# Work to complete
The line with "Locate every instance of the snake scale", the line with "Locate every instance of the young", and all lines between them in the material below: return these exactly, and no others.

:::

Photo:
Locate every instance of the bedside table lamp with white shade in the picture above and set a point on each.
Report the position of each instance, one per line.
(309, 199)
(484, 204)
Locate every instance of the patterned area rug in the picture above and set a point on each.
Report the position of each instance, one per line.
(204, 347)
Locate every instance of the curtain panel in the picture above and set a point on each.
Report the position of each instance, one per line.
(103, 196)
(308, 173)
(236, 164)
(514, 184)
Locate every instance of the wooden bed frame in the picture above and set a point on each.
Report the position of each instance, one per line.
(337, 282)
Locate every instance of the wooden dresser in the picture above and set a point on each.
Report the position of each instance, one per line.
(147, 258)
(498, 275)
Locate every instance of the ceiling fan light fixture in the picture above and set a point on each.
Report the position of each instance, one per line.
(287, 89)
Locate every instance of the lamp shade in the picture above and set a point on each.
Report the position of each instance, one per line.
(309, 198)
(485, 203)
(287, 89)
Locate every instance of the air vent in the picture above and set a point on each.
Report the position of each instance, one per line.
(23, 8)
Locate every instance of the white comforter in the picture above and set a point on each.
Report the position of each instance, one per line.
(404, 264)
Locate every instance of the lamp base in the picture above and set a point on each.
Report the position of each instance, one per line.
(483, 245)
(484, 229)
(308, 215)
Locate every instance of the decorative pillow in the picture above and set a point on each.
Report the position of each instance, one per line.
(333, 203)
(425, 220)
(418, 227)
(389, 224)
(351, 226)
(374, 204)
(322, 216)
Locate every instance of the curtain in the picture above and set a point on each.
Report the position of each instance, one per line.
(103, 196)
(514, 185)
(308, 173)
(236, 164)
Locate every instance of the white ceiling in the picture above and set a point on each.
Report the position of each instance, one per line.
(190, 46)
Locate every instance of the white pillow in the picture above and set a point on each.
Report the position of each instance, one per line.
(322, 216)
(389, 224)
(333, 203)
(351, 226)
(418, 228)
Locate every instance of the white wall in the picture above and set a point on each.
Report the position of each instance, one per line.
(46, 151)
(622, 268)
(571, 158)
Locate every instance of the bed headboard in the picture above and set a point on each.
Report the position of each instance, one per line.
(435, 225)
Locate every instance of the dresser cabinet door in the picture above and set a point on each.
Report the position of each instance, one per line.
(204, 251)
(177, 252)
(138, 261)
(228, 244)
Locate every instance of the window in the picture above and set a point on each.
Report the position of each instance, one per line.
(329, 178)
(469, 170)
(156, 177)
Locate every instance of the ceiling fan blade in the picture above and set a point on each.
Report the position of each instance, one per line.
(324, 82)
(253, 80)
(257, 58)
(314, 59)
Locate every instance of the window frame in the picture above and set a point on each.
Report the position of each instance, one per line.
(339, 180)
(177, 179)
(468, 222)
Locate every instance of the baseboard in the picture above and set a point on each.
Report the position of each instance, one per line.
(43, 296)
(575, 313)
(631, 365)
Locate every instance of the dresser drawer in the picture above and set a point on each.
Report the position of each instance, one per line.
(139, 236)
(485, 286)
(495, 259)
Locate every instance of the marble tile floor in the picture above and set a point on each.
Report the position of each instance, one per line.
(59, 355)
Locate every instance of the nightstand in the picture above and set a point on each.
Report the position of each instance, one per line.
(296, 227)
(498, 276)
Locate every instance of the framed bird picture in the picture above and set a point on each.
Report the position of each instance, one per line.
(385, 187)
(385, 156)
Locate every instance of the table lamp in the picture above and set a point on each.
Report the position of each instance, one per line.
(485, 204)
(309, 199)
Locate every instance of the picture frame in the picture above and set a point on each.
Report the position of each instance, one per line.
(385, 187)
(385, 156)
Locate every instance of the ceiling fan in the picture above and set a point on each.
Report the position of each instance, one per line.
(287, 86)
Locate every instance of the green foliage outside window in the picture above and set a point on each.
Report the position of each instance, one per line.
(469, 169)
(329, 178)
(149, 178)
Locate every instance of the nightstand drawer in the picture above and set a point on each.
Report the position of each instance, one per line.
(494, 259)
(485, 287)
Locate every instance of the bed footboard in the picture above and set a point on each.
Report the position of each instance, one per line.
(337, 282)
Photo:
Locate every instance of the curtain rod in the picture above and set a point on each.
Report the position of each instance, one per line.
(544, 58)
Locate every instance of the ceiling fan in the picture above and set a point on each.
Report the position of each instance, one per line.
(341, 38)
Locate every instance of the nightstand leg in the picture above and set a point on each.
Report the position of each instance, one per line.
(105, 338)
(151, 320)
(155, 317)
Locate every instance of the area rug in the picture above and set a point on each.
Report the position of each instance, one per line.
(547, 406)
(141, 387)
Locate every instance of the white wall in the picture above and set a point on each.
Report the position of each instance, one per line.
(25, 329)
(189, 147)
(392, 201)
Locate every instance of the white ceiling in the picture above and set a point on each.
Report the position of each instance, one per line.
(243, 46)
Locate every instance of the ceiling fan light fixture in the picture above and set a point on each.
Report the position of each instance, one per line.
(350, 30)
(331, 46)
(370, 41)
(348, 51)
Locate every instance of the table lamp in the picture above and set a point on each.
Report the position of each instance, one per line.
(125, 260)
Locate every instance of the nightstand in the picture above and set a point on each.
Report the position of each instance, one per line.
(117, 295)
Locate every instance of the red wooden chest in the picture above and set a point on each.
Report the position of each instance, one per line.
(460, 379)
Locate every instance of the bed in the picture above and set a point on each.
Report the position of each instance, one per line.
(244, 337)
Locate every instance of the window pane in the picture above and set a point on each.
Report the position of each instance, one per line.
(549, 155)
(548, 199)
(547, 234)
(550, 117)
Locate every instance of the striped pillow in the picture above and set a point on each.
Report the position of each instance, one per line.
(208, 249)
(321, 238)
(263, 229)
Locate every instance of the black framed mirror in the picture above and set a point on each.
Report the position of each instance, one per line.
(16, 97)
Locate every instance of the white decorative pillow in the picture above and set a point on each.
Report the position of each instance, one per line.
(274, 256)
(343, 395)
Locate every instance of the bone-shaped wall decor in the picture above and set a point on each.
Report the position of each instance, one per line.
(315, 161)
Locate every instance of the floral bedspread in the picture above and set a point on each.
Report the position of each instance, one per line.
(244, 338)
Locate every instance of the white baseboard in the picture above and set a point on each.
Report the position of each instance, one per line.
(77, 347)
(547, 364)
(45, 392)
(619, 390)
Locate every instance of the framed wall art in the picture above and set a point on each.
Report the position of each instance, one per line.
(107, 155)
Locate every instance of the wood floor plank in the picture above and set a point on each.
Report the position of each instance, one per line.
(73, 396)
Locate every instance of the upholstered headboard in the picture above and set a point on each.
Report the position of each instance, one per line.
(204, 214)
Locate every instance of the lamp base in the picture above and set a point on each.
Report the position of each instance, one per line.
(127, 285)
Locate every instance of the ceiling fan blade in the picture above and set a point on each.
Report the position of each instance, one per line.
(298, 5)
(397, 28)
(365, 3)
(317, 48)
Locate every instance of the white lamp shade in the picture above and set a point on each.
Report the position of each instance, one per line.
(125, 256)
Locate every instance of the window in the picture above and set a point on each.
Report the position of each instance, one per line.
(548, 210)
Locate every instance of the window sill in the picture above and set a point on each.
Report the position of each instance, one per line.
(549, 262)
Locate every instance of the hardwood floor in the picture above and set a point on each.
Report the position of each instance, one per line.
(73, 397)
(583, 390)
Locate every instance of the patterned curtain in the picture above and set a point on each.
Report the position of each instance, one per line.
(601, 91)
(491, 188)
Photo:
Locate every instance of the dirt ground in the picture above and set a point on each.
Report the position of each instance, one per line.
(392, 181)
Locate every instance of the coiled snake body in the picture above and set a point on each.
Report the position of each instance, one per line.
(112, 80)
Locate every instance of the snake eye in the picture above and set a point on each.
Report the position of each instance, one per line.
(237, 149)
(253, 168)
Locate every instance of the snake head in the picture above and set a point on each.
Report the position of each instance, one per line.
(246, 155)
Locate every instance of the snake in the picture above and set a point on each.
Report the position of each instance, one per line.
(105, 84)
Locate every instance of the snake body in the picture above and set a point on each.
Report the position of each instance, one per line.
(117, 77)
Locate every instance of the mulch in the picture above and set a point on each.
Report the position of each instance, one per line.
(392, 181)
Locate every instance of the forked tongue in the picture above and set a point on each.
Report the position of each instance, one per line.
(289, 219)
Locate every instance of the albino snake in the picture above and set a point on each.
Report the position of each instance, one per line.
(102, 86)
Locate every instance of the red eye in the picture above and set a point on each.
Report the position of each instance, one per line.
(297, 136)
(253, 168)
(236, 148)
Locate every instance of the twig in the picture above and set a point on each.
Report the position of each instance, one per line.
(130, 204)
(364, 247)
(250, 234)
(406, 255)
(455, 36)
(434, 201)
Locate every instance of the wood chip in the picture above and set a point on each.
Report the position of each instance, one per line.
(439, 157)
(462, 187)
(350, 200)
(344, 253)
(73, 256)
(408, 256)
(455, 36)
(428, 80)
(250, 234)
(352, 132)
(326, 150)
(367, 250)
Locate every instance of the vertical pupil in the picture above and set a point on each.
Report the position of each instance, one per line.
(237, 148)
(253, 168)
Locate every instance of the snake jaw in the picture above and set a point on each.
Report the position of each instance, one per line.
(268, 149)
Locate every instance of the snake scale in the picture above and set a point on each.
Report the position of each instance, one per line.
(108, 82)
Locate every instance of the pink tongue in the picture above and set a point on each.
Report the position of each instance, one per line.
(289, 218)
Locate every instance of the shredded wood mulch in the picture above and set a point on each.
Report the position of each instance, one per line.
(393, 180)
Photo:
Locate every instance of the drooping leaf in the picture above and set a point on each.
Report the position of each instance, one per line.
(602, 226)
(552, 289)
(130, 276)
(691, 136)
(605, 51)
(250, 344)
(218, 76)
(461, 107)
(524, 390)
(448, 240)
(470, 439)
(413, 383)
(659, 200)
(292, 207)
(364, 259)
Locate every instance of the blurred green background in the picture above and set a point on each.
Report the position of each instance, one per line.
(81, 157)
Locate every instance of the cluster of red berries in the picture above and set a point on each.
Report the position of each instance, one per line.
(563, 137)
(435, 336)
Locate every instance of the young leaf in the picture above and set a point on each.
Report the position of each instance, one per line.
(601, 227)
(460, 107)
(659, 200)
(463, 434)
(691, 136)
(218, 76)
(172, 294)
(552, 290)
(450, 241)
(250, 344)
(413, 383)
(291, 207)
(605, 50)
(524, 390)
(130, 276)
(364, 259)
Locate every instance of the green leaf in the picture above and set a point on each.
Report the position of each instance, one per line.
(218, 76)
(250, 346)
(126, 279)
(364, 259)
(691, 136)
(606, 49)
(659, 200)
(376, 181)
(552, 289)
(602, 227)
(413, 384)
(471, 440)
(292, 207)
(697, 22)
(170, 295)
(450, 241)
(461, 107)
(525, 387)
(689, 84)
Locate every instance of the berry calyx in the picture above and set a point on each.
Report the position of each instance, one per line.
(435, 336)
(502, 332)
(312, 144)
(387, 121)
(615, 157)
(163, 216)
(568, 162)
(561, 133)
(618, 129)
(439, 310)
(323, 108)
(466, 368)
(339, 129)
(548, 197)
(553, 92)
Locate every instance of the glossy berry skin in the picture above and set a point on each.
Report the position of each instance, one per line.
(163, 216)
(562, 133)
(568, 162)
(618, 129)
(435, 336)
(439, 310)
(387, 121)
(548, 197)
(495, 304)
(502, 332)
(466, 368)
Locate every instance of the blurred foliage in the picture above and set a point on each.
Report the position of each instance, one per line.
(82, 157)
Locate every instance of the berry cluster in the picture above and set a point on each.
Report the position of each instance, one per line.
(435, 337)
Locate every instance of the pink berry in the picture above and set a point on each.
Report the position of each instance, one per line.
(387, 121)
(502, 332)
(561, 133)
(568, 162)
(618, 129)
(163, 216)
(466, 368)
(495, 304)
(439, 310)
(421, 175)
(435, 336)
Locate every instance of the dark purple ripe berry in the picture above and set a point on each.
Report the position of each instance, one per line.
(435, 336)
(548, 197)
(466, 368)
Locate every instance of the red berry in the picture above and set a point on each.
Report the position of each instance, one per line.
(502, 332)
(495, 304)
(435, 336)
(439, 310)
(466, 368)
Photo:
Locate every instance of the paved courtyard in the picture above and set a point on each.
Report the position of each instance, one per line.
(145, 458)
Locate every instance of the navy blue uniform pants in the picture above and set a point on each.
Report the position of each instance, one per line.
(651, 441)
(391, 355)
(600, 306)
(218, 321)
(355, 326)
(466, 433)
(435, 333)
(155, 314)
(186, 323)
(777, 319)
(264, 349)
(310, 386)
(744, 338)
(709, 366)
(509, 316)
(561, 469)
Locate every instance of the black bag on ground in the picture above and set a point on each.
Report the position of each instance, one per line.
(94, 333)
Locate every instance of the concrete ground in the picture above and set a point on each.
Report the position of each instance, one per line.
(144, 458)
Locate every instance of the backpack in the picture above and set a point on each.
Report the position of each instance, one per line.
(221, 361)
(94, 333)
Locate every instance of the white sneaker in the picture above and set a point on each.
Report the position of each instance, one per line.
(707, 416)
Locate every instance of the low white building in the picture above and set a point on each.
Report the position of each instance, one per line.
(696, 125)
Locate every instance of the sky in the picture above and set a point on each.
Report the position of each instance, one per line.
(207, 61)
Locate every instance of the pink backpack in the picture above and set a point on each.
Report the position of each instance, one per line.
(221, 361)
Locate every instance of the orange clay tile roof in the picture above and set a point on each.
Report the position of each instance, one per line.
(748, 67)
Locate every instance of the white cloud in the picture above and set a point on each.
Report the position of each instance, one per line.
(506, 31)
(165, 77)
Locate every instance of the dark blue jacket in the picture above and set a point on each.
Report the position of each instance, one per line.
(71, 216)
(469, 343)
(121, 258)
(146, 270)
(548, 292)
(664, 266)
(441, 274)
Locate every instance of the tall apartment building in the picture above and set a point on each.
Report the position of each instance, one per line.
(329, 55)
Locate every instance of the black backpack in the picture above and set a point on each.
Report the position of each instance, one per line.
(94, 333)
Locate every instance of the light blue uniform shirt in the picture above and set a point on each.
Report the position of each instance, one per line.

:::

# Response
Locate every instance of the snake scale in the picture above and set a point on each.
Report the position of each instance, one per line.
(108, 82)
Locate every instance of the pink tongue in the picture above and set a point on each.
Report the position of each instance, one per line.
(289, 218)
Locate every instance of the shredded wood mulch in the picture above and set a point on each.
Report the position of each instance, one per line.
(393, 180)
Photo:
Locate every instance of the drooping leaf in the picture above and set a point on each.
Report the position of each instance, one per line.
(602, 226)
(552, 289)
(130, 276)
(691, 136)
(605, 51)
(250, 344)
(218, 76)
(461, 107)
(524, 390)
(448, 240)
(470, 439)
(413, 383)
(659, 200)
(292, 207)
(364, 259)
Locate every instance of the blurred green background in the picture above and set a point on each.
Report the position of each instance, one per line.
(81, 157)
Locate every instance of the cluster of red berries in the picture above and set a point on each.
Report the position of each instance, one per line.
(563, 137)
(435, 336)
Locate every instance of the young leaf in the picture above and set a point on each.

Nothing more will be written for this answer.